→ RECORD SET:
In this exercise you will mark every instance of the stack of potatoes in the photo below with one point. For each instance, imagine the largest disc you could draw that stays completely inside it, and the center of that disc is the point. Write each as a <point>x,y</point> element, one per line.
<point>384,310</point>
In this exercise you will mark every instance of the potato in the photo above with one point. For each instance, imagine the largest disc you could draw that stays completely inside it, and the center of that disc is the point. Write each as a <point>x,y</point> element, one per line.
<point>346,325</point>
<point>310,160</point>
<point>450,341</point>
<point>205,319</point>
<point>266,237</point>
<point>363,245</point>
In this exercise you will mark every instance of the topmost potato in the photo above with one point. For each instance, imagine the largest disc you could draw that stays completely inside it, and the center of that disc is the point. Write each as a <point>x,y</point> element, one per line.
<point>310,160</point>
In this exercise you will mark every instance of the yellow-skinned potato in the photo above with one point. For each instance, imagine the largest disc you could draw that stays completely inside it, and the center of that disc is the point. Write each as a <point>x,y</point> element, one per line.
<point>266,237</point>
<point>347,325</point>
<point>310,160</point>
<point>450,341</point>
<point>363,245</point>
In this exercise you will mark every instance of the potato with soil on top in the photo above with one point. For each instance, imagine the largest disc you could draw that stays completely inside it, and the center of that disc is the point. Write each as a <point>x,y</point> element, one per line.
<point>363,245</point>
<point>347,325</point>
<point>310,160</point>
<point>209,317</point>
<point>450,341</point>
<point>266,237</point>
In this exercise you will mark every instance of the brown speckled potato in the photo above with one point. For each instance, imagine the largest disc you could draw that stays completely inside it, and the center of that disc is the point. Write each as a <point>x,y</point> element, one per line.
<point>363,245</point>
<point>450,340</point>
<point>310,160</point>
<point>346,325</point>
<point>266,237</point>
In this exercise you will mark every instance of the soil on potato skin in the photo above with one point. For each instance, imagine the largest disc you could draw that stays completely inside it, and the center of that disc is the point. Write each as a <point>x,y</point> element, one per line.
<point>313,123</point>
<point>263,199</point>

* * *

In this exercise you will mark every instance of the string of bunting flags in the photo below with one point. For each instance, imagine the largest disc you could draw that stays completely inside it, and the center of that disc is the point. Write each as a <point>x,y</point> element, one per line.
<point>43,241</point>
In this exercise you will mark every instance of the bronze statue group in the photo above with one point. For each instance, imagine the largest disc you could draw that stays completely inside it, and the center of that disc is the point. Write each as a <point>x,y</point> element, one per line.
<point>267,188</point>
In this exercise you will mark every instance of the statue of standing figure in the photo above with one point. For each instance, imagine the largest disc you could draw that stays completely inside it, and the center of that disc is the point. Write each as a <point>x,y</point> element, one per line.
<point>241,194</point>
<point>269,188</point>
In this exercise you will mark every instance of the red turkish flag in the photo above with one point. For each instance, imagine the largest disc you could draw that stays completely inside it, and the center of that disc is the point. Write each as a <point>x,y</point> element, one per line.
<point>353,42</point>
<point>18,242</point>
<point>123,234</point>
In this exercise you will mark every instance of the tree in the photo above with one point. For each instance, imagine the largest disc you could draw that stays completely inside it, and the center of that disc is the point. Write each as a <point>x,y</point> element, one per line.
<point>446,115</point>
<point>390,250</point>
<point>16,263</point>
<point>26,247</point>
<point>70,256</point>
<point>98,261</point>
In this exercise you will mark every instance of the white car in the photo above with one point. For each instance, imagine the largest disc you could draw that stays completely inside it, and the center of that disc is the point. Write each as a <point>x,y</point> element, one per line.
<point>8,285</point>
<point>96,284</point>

→ TASK DIRECTIONS:
Copy the material word for word, from the line with "In this exercise you will mark every instance of the soil" up to and including the line with "<point>263,199</point>".

→ WRITTEN RESPONSE:
In this exercise you will mark every instance of the soil on potato skin in the photo above with one point. For each instance, imagine the largest disc you could draw that stays completely inside it, and the center of that disc is the point. Write each as a <point>x,y</point> element, one per line.
<point>313,123</point>
<point>263,199</point>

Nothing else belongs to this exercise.